§ Попробуйте сами
Продублируйте целиком текст о «Хоббите», ничего в нем не меняя.
====== Текст для изучения
На следующем этапе «Хоббит» неожиданно предстает романом á these(155), даже аллегорией, где Бильбо Бэггинс, в роли Современного Человека, пускается в свой «Путь Пилигрима»[181] (или «Путь Пилигрима; туда и обратно»), цель которого — Страна Фантазия. И вот оказывается, что он проделал свой путь только ради того, чтобы в самом сердце мира чудовищ наткнуться на воплощение худших сторон своей собственной природы, на воплощение жадности или, может быть, самого Капитализма, который держится за свое золото как свирепая мисс Хэвишем[182]. Мораль была бы при этом такой — дескать, от «буржуа» всегда один шаг до грабителя, или что–нибудь в том же роде. Однако, хотя «Хоббит» и не претендует на аллегоричность, все же ближе к концу в нем нет–нет да и проглянет тот самый «символизм в широком смысле слова», который Толкин усматривал в «Беовульфе» и который более широко и отчетливо представлен во «Властелине Колец». В последней сцене «Хоббита», в беседе Гэндальфа, Бильбо и Балина, автор позволяет волшебнику слегка проговориться. Гэндальф говорит, что метафоры могут «на свой лад» содержать в себе истину, что вымысел и реальность отличаются не по глубинной сути, а по способу представления (выражения) этой сути[183]. Логика его слов такова: если реальность, воспетая в старых песнях, могла содержать в себе такую прозу, как хоббит Бильбо Бэггинс, то, может быть, и прозаические события сегодняшнего дня найдут себе когда–нибудь место в песнях… Отсюда вывод: человеческая — или гномо–хоббито–человеческая — природа не оторвана от реальности и внутренне непротиворечива.
============
====== Исходные данные
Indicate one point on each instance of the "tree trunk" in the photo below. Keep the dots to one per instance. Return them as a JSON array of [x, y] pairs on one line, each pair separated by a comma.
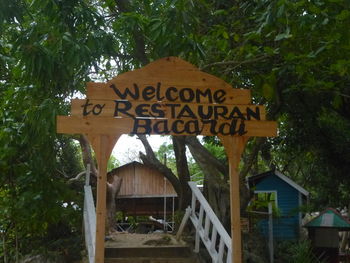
[[182, 170], [113, 183], [216, 179], [113, 189], [151, 160]]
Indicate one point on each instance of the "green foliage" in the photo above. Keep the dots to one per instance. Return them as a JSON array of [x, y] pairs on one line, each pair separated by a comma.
[[291, 54], [296, 252]]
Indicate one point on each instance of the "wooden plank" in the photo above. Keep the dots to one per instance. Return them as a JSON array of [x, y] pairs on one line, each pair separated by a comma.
[[109, 125], [102, 145], [123, 108], [234, 147], [167, 91]]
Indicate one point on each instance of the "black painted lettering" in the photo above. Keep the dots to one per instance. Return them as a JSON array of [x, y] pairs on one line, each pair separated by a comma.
[[219, 96], [161, 127], [97, 109], [220, 111], [241, 129], [236, 113], [186, 112], [224, 131], [159, 97], [205, 94], [141, 110], [142, 126], [255, 114], [156, 111], [172, 109], [192, 127], [122, 106], [148, 93], [212, 124], [175, 127], [127, 92], [186, 95], [168, 94], [205, 115], [233, 127], [85, 108]]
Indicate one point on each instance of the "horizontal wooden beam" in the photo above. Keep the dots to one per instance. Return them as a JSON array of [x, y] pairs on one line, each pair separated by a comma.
[[110, 125], [145, 109]]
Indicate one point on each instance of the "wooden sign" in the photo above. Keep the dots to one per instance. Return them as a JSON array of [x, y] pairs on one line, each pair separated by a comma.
[[170, 97]]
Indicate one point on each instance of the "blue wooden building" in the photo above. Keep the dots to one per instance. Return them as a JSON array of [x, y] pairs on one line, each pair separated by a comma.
[[286, 196]]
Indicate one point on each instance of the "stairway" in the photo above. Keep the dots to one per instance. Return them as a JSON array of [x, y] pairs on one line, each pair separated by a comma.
[[152, 248]]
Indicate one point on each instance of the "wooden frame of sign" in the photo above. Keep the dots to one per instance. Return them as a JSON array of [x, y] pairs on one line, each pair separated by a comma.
[[170, 97]]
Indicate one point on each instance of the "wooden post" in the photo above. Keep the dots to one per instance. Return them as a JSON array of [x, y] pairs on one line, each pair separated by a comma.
[[234, 147], [103, 146], [270, 233]]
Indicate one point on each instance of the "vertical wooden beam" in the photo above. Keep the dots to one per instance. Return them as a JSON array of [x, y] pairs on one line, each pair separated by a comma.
[[234, 147], [103, 146]]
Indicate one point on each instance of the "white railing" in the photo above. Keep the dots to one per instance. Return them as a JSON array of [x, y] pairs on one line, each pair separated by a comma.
[[89, 218], [208, 228]]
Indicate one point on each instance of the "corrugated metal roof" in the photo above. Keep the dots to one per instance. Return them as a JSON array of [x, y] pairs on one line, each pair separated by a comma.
[[259, 177], [329, 218]]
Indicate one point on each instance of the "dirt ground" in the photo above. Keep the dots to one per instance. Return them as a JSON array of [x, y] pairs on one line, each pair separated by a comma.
[[142, 240]]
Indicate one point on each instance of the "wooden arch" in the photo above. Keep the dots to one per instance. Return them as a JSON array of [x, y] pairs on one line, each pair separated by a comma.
[[171, 97]]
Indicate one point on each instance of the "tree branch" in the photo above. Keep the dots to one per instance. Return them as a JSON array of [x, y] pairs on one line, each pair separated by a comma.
[[233, 62]]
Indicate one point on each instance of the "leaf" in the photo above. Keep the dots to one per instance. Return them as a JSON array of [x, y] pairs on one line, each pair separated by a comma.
[[268, 91]]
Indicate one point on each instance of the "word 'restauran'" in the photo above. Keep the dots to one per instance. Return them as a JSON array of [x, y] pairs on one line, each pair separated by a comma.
[[175, 110]]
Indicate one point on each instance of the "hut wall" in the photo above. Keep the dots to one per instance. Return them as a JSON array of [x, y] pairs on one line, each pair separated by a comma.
[[142, 181]]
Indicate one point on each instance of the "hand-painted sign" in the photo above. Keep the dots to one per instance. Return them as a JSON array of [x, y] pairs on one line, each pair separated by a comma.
[[168, 96]]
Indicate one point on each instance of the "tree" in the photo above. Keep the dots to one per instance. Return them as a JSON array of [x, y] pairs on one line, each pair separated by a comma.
[[291, 54]]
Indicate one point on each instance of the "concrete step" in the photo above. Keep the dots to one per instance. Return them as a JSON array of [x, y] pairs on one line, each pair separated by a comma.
[[163, 252], [138, 248]]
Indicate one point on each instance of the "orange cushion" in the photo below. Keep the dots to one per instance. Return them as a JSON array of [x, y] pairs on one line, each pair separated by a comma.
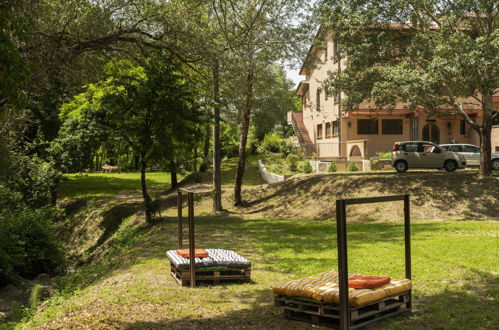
[[367, 282], [199, 253]]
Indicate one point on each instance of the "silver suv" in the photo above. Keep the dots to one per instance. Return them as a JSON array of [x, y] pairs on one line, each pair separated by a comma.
[[422, 154], [471, 153]]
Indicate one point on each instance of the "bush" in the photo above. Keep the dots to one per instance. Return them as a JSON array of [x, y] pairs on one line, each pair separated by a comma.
[[332, 168], [307, 168], [292, 162], [28, 246], [273, 143], [352, 167]]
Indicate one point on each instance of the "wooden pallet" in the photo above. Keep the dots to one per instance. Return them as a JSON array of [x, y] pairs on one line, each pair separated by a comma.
[[329, 314], [214, 276]]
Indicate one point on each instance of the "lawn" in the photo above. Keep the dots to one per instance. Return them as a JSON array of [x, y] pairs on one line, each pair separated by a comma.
[[455, 265], [124, 282], [107, 184]]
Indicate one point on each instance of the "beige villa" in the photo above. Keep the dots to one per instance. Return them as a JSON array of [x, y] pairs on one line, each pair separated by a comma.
[[325, 129]]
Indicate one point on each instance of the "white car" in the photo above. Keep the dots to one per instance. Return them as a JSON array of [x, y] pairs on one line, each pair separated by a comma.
[[423, 154], [471, 153]]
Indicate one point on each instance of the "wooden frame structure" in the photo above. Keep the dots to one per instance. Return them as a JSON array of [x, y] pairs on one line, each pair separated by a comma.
[[343, 316], [190, 275]]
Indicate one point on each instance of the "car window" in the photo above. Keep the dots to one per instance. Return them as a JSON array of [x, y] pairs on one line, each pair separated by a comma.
[[410, 147], [429, 148], [455, 148], [469, 149]]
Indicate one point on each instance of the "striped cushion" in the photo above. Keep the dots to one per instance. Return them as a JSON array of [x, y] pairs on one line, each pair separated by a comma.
[[216, 258], [325, 287]]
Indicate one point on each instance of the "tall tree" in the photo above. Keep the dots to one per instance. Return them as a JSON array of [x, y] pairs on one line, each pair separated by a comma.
[[258, 34], [432, 54], [150, 106]]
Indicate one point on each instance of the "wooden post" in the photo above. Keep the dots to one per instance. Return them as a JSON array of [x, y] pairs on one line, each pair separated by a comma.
[[342, 263], [192, 247], [179, 217]]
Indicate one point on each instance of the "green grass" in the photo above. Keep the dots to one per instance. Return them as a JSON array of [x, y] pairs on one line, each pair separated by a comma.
[[127, 285], [107, 184], [455, 265]]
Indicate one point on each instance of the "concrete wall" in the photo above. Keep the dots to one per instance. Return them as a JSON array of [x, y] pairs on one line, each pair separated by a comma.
[[329, 109]]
============
§ Разбор решения
На следующем этапе «Хоббит» неожиданно предстает романом á these(155), даже аллегорией, где Бильбо Бэггинс, в роли Современного Человека, пускается в свой «Путь Пилигрима»[181] (или «Путь Пилигрима; туда и обратно»), цель которого — Страна Фантазия. И вот оказывается, что он проделал свой путь только ради того, чтобы в самом сердце мира чудовищ наткнуться на воплощение худших сторон своей собственной природы, на воплощение жадности или, может быть, самого Капитализма, который держится за свое золото как свирепая мисс Хэвишем[182]. Мораль была бы при этом такой — дескать, от «буржуа» всегда один шаг до грабителя, или что–нибудь в том же роде. Однако, хотя «Хоббит» и не претендует на аллегоричность, все же ближе к концу в нем нет–нет да и проглянет тот самый «символизм в широком смысле слова», который Толкин усматривал в «Беовульфе» и который более широко и отчетливо представлен во «Властелине Колец». В последней сцене «Хоббита», в беседе Гэндальфа, Бильбо и Балина, автор позволяет волшебнику слегка проговориться. Гэндальф говорит, что метафоры могут «на свой лад» содержать в себе истину, что вымысел и реальность отличаются не по глубинной сути, а по способу представления (выражения) этой сути[183]. Логика его слов такова: если реальность, воспетая в старых песнях, могла содержать в себе такую прозу, как хоббит Бильбо Бэггинс, то, может быть, и прозаические события сегодняшнего дня найдут себе когда–нибудь место в песнях… Отсюда вывод: человеческая — или гномо–хоббито–человеческая — природа не оторвана от реальности и внутренне непротиворечива.